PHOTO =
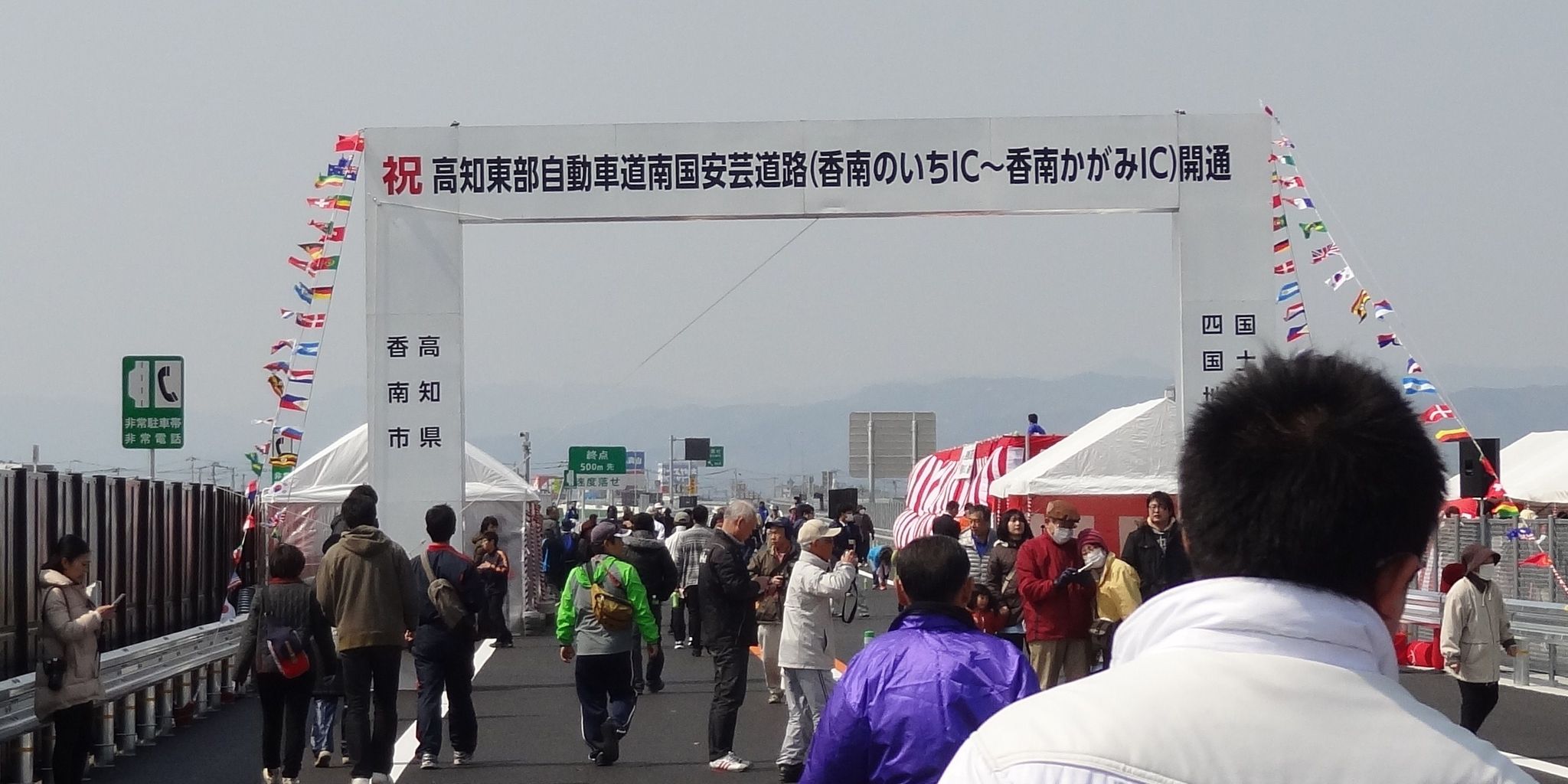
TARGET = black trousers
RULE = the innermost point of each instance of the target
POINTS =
(656, 664)
(694, 609)
(495, 622)
(604, 691)
(1476, 703)
(73, 742)
(730, 692)
(286, 703)
(371, 678)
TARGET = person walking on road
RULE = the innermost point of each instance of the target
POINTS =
(284, 613)
(1158, 549)
(730, 629)
(805, 648)
(1059, 598)
(1476, 634)
(603, 615)
(366, 589)
(68, 686)
(495, 568)
(689, 550)
(915, 694)
(1310, 492)
(658, 570)
(452, 595)
(772, 564)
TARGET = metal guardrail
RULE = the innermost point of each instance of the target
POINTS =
(145, 684)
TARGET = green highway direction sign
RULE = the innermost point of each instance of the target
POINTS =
(152, 402)
(595, 466)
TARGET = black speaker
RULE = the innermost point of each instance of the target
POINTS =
(841, 498)
(1475, 482)
(697, 449)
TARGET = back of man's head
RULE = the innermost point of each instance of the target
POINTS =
(1310, 469)
(441, 523)
(933, 570)
(360, 510)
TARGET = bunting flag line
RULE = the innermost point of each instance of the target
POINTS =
(1325, 251)
(1360, 308)
(1340, 278)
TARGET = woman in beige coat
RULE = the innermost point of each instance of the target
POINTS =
(1476, 634)
(68, 656)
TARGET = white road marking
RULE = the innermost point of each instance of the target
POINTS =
(407, 743)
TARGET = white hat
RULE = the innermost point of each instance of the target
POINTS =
(811, 531)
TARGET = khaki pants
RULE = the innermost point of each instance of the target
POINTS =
(1059, 661)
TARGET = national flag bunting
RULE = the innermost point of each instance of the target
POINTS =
(1360, 308)
(1340, 278)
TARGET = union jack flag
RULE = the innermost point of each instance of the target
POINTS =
(1325, 251)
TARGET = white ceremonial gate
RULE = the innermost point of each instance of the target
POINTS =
(1211, 173)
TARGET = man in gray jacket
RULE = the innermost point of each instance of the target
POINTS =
(805, 648)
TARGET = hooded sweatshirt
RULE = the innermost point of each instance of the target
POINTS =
(366, 589)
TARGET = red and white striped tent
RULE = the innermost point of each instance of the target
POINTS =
(960, 474)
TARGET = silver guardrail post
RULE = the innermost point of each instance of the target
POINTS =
(127, 727)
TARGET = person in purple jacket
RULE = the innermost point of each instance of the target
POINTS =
(915, 695)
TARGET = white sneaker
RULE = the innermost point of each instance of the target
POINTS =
(730, 763)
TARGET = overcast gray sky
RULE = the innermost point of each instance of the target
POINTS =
(157, 157)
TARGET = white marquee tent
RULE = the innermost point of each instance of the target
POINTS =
(1123, 452)
(1534, 469)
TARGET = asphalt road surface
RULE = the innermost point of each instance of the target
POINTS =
(529, 727)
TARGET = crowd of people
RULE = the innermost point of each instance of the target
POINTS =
(1249, 637)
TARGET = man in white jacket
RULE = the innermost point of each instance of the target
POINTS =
(805, 648)
(1312, 492)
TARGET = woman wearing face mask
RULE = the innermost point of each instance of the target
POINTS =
(1116, 592)
(68, 656)
(1476, 634)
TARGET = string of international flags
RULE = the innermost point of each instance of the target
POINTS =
(1442, 416)
(290, 369)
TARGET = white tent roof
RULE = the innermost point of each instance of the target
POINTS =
(1123, 452)
(1534, 468)
(330, 474)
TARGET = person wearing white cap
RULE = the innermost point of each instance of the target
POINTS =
(805, 646)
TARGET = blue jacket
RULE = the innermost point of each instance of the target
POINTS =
(913, 697)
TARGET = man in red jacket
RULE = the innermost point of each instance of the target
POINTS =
(1059, 598)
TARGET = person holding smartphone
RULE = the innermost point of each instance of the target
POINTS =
(68, 656)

_ _ _ _

INSTRUCTIONS TO FOLLOW: Print verbatim the lines of the listing that begin with the line containing "TARGET = hooded sweatshirt" and continue through the last line of the listing, both ends included.

SOLUTION:
TARGET = hooded sweatshirt
RULE = the innermost point of each instance of the target
POINTS =
(366, 589)
TARGET = red and white striped tent
RULE = the innermost point of each instance of the target
POINTS =
(960, 474)
TARGET = silver guardrail post
RULE = the innermost point of each instance of the target
POINTS =
(127, 727)
TARGET = person in purple jacket
RULE = the innermost point of each instance of the target
POINTS =
(915, 695)
TARGET = white sneaker
RULE = the innermost point of each instance of the target
POINTS =
(730, 763)
TARGET = overcast gray sky
RULE = the innermost point of each instance of the target
POINTS =
(157, 157)
TARGET = white marquee tent
RULE = the innermost point of each instance of the target
POINTS =
(1123, 452)
(1534, 469)
TARGET = asphalt road surface
RULE = the innermost point of each instance of the target
POINTS =
(529, 727)
TARGET = crowd of people
RULE = the innermost point of each instance of the target
POINTS =
(1249, 637)
TARGET = man in white jacket
RULE = the innermost point of each instance of the target
POINTS =
(805, 648)
(1312, 492)
TARGET = woman wearing face mask
RULE = the innermost point of each instance of the target
POINTS =
(1116, 592)
(68, 656)
(1476, 634)
TARGET = string of international flags
RULE = the innermost point of each instance of the target
POINTS =
(1442, 416)
(290, 369)
TARGET = white tent roof
RULE = the innermost point of each instance of the target
POINTS =
(1123, 452)
(1534, 468)
(330, 474)
TARGET = person wearing white cap
RULE = the innermost point of each instance of the target
POINTS =
(805, 646)
TARGET = blue jacket
RULE = the innermost point of each instance of the target
POINTS =
(913, 697)
TARGET = man in red jacket
RULE = the innermost point of each instance of the target
POINTS =
(1059, 598)
TARGET = person holding smartphone
RULE = the innermost point of each instance of the target
POINTS =
(68, 656)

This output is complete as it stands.